--- Begin SUPPLIED MATERIAL ---
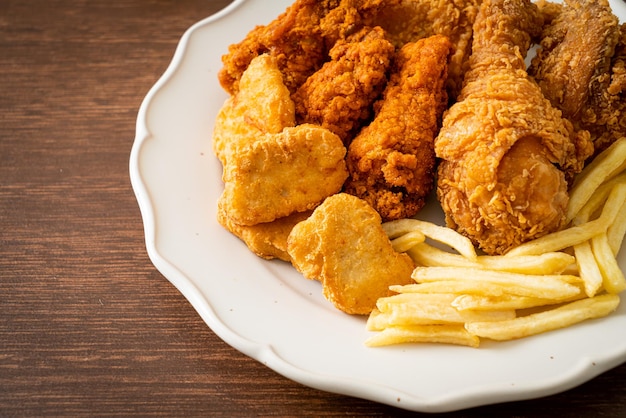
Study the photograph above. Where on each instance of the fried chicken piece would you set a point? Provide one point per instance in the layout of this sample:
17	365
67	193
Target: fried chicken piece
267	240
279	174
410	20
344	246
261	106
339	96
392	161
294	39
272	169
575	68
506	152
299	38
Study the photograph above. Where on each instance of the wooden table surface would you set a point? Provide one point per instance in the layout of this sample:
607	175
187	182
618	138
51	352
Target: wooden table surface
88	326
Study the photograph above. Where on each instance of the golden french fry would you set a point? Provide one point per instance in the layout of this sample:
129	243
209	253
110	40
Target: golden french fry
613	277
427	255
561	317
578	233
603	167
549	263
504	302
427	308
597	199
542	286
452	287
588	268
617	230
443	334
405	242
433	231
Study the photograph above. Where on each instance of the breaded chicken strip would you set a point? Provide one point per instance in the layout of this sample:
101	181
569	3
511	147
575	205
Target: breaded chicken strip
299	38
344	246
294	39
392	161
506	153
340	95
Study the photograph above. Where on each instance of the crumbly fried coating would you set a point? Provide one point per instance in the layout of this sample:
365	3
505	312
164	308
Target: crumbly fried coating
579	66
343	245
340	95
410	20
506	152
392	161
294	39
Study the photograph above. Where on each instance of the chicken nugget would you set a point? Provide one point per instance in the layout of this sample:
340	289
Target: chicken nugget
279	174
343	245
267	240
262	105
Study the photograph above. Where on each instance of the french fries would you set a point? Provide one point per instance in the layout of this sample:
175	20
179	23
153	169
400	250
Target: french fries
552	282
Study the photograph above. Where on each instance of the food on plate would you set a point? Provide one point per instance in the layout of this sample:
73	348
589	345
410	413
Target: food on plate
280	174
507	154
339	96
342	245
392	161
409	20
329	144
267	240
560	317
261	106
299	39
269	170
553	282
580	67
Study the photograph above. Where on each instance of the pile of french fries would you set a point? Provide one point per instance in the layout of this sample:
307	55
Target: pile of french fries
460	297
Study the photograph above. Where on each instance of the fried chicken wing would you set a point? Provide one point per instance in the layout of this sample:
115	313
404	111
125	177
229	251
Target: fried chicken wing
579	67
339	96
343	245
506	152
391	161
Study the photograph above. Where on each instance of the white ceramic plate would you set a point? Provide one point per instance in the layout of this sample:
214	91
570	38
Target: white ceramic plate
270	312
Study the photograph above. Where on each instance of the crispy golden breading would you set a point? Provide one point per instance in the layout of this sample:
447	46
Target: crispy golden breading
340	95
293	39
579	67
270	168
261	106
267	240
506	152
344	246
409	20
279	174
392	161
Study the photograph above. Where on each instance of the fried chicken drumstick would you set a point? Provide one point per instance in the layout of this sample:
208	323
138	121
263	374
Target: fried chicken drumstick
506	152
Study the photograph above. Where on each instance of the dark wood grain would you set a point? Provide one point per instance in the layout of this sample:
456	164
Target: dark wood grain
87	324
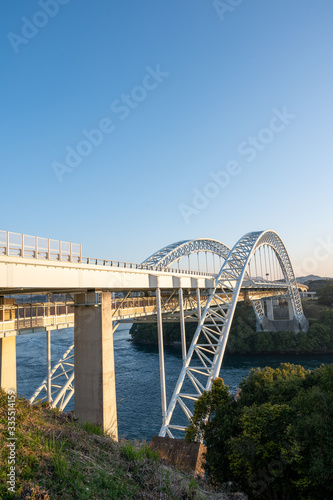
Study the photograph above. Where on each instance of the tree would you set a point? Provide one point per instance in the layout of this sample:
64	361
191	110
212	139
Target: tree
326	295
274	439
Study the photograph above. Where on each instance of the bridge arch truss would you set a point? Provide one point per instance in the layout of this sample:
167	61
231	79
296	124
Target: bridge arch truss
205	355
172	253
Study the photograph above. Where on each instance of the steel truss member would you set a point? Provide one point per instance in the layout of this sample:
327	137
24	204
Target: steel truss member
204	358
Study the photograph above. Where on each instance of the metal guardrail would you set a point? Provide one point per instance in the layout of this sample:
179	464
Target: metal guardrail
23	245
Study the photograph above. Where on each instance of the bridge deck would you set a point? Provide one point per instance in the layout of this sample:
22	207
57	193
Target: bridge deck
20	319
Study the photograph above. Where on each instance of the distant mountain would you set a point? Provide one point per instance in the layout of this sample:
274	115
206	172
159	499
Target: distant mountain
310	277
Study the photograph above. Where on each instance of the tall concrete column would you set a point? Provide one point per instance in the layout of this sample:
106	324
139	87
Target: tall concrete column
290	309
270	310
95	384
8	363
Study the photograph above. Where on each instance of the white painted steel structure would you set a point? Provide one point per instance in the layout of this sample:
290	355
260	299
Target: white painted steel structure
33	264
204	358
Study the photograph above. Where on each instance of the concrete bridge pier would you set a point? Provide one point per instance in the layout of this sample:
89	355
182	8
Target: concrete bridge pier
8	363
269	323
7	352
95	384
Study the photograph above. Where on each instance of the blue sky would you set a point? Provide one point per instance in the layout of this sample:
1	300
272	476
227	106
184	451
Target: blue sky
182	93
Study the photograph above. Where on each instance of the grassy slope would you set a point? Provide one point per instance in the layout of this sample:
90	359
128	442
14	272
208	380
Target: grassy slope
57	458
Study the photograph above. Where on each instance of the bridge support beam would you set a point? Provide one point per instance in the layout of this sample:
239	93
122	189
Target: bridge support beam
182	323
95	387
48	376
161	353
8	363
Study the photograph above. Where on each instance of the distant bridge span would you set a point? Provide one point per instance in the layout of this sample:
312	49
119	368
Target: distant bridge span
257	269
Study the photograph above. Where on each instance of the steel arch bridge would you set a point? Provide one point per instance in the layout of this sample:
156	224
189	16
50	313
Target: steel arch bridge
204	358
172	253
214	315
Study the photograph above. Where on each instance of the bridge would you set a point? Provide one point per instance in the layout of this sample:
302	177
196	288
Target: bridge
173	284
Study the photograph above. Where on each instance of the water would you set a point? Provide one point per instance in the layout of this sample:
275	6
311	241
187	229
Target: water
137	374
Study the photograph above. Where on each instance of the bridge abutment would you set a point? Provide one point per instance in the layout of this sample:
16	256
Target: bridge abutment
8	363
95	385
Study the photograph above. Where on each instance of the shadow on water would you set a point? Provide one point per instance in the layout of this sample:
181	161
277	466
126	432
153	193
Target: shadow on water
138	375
--- End SUPPLIED MATERIAL ---
**DIRECTIVE**
Pictures appear in the records above. Output everything except them, exactly.

**WRITTEN RESPONSE**
Study the photograph above. Where on each instance of the fried chicken piece would you set a point? Provide one point per instance in the layout of this sample:
17	365
67	193
Target: fried chicken piece
267	240
279	174
410	20
344	246
261	106
339	96
392	161
294	39
272	169
575	68
506	152
299	38
Study the photograph above. Where on each instance of the wooden table surface would you set a point? Provide one point per instance in the layout of this sample:
607	175
187	182
618	138
51	352
Target: wooden table surface
88	326
Study the photograph above. Where on each instance of the golden french fry would you set a point? Provide one point per instance in the layout of this sample:
129	243
209	253
110	40
Target: golden french fry
613	277
427	255
561	317
578	233
603	167
549	263
504	302
427	308
597	199
542	286
452	287
588	268
617	230
443	334
405	242
433	231
Study the photograph above. Where on each instance of the breaded chicken strip would you set a point? Provide one point per instance in the layout of this sample:
101	181
569	3
511	147
575	205
Target: breaded chicken strip
299	38
344	246
294	39
392	161
506	153
340	95
Study the photograph above. Where on each instance of the crumbly fried coating would you set a point? Provide one point per instance in the layout of this sample:
365	3
505	312
164	308
Target: crumbly fried coating
579	66
343	245
340	95
410	20
506	152
392	161
294	39
Study the photograph above. Where on each instance of the chicken nugget would you set a point? Provide one point per instance in the layout of this sample:
340	289
Target: chicken nugget
279	174
343	245
267	240
262	105
Study the photograph above. Where on each instance of the french fries would you set a point? Provide one point per instance in the layout of this sample:
175	20
179	23
153	169
400	250
Target: french fries
552	282
Study the photograph above. Where on each instance of the food on plate would you set a point? Provide one point per instance in the layout of this sample:
73	348
589	345
410	413
Target: food on plate
280	174
507	154
339	96
342	245
392	161
409	20
329	144
267	240
560	317
261	106
299	39
269	170
553	282
580	67
Study the photograph above. Where on each instance of the pile of french fries would you set a point? Provide one point per instance in the layout of this sample:
307	55
Target: pile of french fries
460	297
Study the photograph above. Where on each instance of the fried chicken wing would you set a point? Provide one point per instance in the layout of this sample:
115	313
404	111
125	177
229	251
Target: fried chicken wing
579	67
339	96
343	245
506	152
391	161
Study the photograph above. Where on each instance of the white ceramic plate would you set a point? Provide one point per instance in the layout of this sample:
214	91
570	38
Target: white ceramic plate
270	312
Study the photograph above. Where on each instance of the crispy golden breading would you set a point? Provide one point per instance in the layout of this sample:
447	46
Target: crispy golden breading
340	95
293	39
579	67
270	168
261	106
267	240
506	152
344	246
409	20
279	174
392	161
Study the photograph above. Where on each instance of the fried chicken drumstick would you set a point? Provide one point per instance in the layout of this sample:
208	323
138	121
263	374
Target: fried chicken drumstick
506	152
Study the photograph above. Where on each instance of the dark wood grain would you set a point? Provide one point per instance in the layout of this sample:
456	164
Target: dark wood grain
87	324
Study the photograph above. Where on each instance of the tree would you set a point? Provide one point per instance in the layout of this sample:
64	361
191	110
212	139
Target: tree
326	295
274	439
Study the photograph above. Where on each instance of the bridge arch truss would you set a point? Provide one point per instance in the layout of this sample:
167	61
231	79
296	124
Target: bridge arch truss
205	355
172	253
Study the photograph above. Where on each instance of the steel truss member would you set a point? Provide one point per instance in the layout of this sample:
327	137
24	204
Target: steel truss member
204	358
Study the photograph above. Where on each instance of the metal guardrail would you set a point? Provide one point per instance in the layout of this sample:
179	464
Target: metal guardrail
23	245
Study the photograph above. Where on each instance of the bridge deck would you set a point? Provide one point per instance in the layout of this sample:
22	207
57	193
Target: bridge deck
20	319
Study the photograph above. Where on each instance of the distant mountain would you set a point? Provide one point per instance in the layout of this sample:
274	115
206	172
159	499
Target: distant mountain
310	277
Study the photograph above. Where on each instance of the tall concrete column would you set a point? Provide one point per instance in the layout of this sample:
106	324
139	87
Target: tall concrete column
290	309
270	310
95	384
8	363
Study the photograph above. Where on each instance of the white painted steel structure would you set a point? Provide one point per instance in the layout of this sample:
290	355
260	299
Target: white painted steel structure
33	264
204	358
Study the photograph above. Where on each instance of the concrete bridge pier would you set a point? Provide one point per instance in the layout of this sample:
89	355
182	8
Target: concrete bridge pier
8	363
269	323
7	352
95	384
Study the photograph above. Where on each instance of the blue sky would you set a point? Provide one point per instance in the layout of this sample:
1	300
272	476
227	106
184	451
Target: blue sky
182	93
Study the photograph above. Where on each instance of the grassy slope would you set a point? Provide one point per instance in the layout of this sample:
90	359
128	442
14	272
208	380
Target: grassy slope
57	458
Study the photograph above. Where on each instance of the bridge support beam would you set a point? Provide one point per instance in the layout of this sample:
239	93
122	189
Target: bridge support beam
182	323
95	387
48	376
161	353
8	363
Study the photograph above. Where on each instance of the distant bridge span would you set a point? Provide one point per instance in the layout of this sample:
312	49
119	368
Target: distant bridge span
257	269
Study the photograph above. Where on each instance of the steel arch bridge would you set a point? Provide one point per instance in the layout of this sample:
156	224
189	16
50	313
Target: steel arch bridge
204	358
172	253
214	315
Study the photograph above. Where on each instance of the bridge would you set a point? Provide one point per instance in the layout of this sample:
302	177
196	288
Target: bridge
173	284
Study the photograph above. Where on each instance of the water would you set a point? Provide one point per instance in the layout of this sample:
275	6
311	241
187	229
Target: water
137	374
Study the photograph above. Where on each instance of the bridge abutment would you set a point? Provide one point per instance in the layout of this sample:
16	256
Target: bridge abutment
8	363
95	385
Study the photograph above. Where on each instance of the shadow on water would you set a point? Provide one point per instance in the layout of this sample:
181	161
277	466
126	432
153	193
Target: shadow on water
138	375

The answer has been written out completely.